Aim of the exercise -> No pictures go into the output, which should consist only of the lines from the first line of the data through the line with "box: [53, 497, 137, 569]", copied exactly.
((
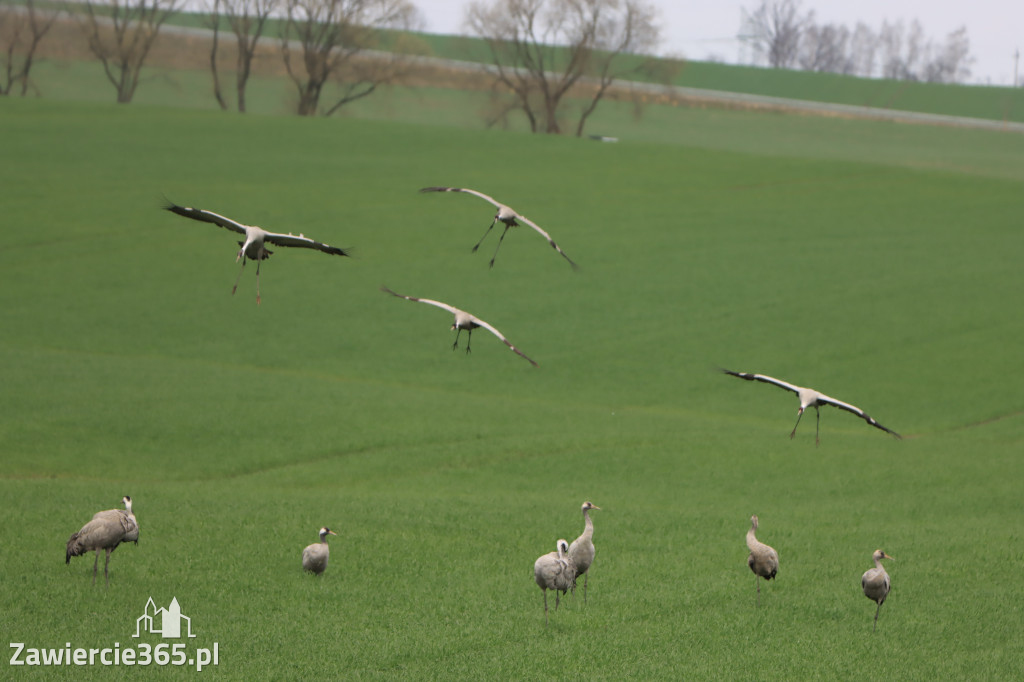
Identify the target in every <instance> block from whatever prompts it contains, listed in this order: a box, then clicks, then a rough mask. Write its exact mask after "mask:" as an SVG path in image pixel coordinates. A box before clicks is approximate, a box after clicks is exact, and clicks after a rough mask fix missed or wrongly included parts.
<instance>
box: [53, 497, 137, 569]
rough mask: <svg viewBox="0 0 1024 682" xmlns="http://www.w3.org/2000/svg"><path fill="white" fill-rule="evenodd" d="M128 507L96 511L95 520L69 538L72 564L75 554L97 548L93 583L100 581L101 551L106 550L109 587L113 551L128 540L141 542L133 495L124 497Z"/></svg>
mask: <svg viewBox="0 0 1024 682" xmlns="http://www.w3.org/2000/svg"><path fill="white" fill-rule="evenodd" d="M121 501H122V502H123V503H124V505H125V508H124V509H123V510H122V509H108V510H105V511H100V512H96V513H95V514H93V515H92V519H90V520H89V522H88V523H86V524H85V525H83V526H82V528H81V529H80V530H78V532H73V534H72V536H71V538H69V539H68V545H67V547H66V553H65V563H71V558H72V557H73V556H81V555H83V554H85V553H86V552H91V551H93V550H94V551H95V552H96V560H95V561H94V562H93V564H92V584H93V585H95V584H96V572H97V570H98V567H99V551H100V550H105V552H106V561H105V563H104V564H103V577H104V578H105V579H106V586H108V587H110V585H111V576H110V567H111V554H112V553H113V552H114V550H116V549H117V548H118V545H120V544H121V543H126V542H133V543H135V544H136V545H137V544H138V521H137V520H136V519H135V514H134V513H133V512H132V508H131V505H132V503H131V498H130V497H129V496H127V495H126V496H125V497H123V498H122V499H121Z"/></svg>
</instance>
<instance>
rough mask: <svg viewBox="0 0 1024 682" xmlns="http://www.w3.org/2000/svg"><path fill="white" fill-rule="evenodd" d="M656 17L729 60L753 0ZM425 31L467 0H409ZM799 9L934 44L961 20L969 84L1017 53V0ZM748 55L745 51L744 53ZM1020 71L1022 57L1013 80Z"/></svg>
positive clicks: (888, 2) (899, 1)
mask: <svg viewBox="0 0 1024 682" xmlns="http://www.w3.org/2000/svg"><path fill="white" fill-rule="evenodd" d="M647 1H648V2H651V3H652V4H654V5H655V6H657V7H658V8H659V9H660V12H662V17H663V26H662V35H663V39H662V45H660V49H659V52H660V53H663V54H672V55H676V56H684V57H687V58H690V59H696V60H702V59H707V58H709V56H710V55H714V56H715V57H716V58H717V59H718V60H721V61H726V62H729V63H736V62H739V61H740V45H739V42H738V41H737V40H735V35H736V34H737V33H739V20H740V17H741V15H742V14H741V10H742V9H744V8H745V9H748V10H753V9H754V8H755V7H757V6H758V5H759V4H760V0H746V1H745V2H734V1H733V0H647ZM412 2H413V3H414V4H415V5H416V6H418V7H419V8H420V11H421V12H422V13H423V15H424V17H425V20H426V23H427V26H426V30H427V31H429V32H431V33H444V34H459V33H463V17H464V14H465V6H466V4H467V0H412ZM801 9H802V11H805V12H806V11H808V10H814V16H815V22H816V23H817V24H839V25H843V26H847V27H849V28H850V29H851V30H852V29H853V28H854V27H855V26H856V24H857V23H858V22H863V23H864V24H866V25H867V26H869V27H871V28H872V29H874V30H876V31H878V29H879V28H881V26H882V22H883V20H888V22H890V23H895V22H898V20H900V19H902V20H903V23H904V25H909V24H910V22H912V20H913V19H918V20H920V22H921V25H922V27H924V30H925V37H926V38H927V39H928V40H930V41H932V42H935V43H942V42H944V41H945V38H946V35H947V34H948V33H950V32H952V31H954V30H956V29H958V28H959V27H962V26H966V27H967V32H968V38H969V39H970V41H971V54H972V56H974V59H975V60H974V62H973V63H972V65H971V78H970V82H972V83H990V84H992V85H1011V84H1012V83H1013V79H1014V52H1015V51H1016V50H1017V49H1022V51H1024V0H970V1H965V0H804V1H803V2H802V3H801ZM744 58H746V59H749V58H750V57H749V56H746V57H744ZM1022 77H1024V58H1022V59H1021V62H1020V66H1019V71H1018V78H1022Z"/></svg>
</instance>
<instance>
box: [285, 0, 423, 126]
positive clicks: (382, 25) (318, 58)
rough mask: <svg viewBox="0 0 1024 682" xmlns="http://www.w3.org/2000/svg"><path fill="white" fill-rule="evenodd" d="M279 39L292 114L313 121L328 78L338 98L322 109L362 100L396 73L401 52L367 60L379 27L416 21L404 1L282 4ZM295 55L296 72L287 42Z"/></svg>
mask: <svg viewBox="0 0 1024 682" xmlns="http://www.w3.org/2000/svg"><path fill="white" fill-rule="evenodd" d="M286 11H287V20H286V23H285V34H284V36H283V38H282V50H283V53H284V57H285V68H286V69H287V71H288V75H289V76H290V77H291V79H292V82H293V83H295V86H296V88H297V89H298V92H299V103H298V114H299V115H300V116H314V115H315V114H316V113H317V111H318V110H319V108H321V95H322V93H323V91H324V86H325V85H326V84H327V83H328V81H329V80H331V79H334V80H335V81H337V82H338V83H339V85H340V86H341V94H340V95H339V96H338V98H337V99H336V100H335V101H334V103H333V104H331V105H329V106H327V108H326V110H325V112H324V113H325V115H327V116H330V115H331V114H333V113H334V112H336V111H337V110H338V109H339V108H340V106H342V105H344V104H346V103H348V102H350V101H354V100H355V99H359V98H361V97H366V96H367V95H369V94H371V93H372V92H373V91H374V90H376V89H377V88H378V87H379V86H381V85H383V84H384V83H388V82H390V81H392V80H394V79H395V78H397V77H398V76H399V75H400V73H401V51H400V47H401V46H400V45H398V46H397V47H398V51H397V52H391V53H390V54H391V55H392V56H385V55H383V54H382V55H374V56H368V54H367V52H368V51H369V50H372V49H373V48H374V47H376V46H377V45H378V44H379V42H380V40H381V33H382V30H383V29H385V28H394V29H408V28H411V27H412V26H413V25H414V24H415V23H416V22H417V20H418V16H419V15H418V13H417V9H416V7H415V6H413V5H412V4H411V3H410V2H409V1H408V0H286ZM293 38H294V40H295V41H296V42H297V43H298V48H299V49H300V50H301V67H300V66H297V65H294V63H293V58H292V50H293V44H292V40H293Z"/></svg>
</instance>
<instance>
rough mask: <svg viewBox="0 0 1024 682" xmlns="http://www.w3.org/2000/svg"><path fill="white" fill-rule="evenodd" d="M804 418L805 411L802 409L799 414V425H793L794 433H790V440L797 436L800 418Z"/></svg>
mask: <svg viewBox="0 0 1024 682" xmlns="http://www.w3.org/2000/svg"><path fill="white" fill-rule="evenodd" d="M803 416H804V409H803V408H801V409H800V412H798V413H797V423H796V424H794V425H793V431H791V432H790V438H791V439H792V438H793V436H795V435H797V427H798V426H800V418H801V417H803Z"/></svg>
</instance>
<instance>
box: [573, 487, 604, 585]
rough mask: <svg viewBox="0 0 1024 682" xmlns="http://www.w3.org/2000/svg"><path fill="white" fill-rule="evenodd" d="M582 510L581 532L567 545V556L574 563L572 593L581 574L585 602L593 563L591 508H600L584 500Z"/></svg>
mask: <svg viewBox="0 0 1024 682" xmlns="http://www.w3.org/2000/svg"><path fill="white" fill-rule="evenodd" d="M581 509H582V511H583V532H582V534H580V537H579V538H577V539H575V540H573V541H572V544H571V545H569V558H570V559H572V563H573V564H575V569H577V572H575V576H574V577H573V578H572V594H573V595H574V594H575V582H577V579H578V578H580V576H583V601H584V603H587V577H588V576H589V574H590V572H589V569H590V564H592V563H594V554H595V553H596V551H597V550H596V549H595V548H594V521H593V520H591V518H590V513H589V512H590V511H591V510H592V509H600V507H598V506H597V505H594V504H592V503H590V502H584V503H583V506H582V507H581Z"/></svg>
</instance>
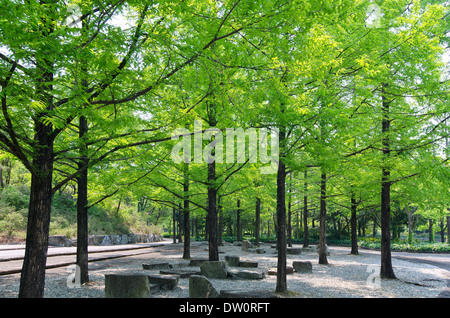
))
Reply to the task ->
Identify the target in every <instance> block from whatever prompts it contains, listed in this order: a box, then clicks, then a rough mask. Write its exact mask after "mask:" as an SVG path in image pixel coordinates. A box before clicks is approximate, a box after clicks is exact, and clicks after a rough mask fix missed or wrongly included parts.
<instance>
box: [53, 497, 137, 569]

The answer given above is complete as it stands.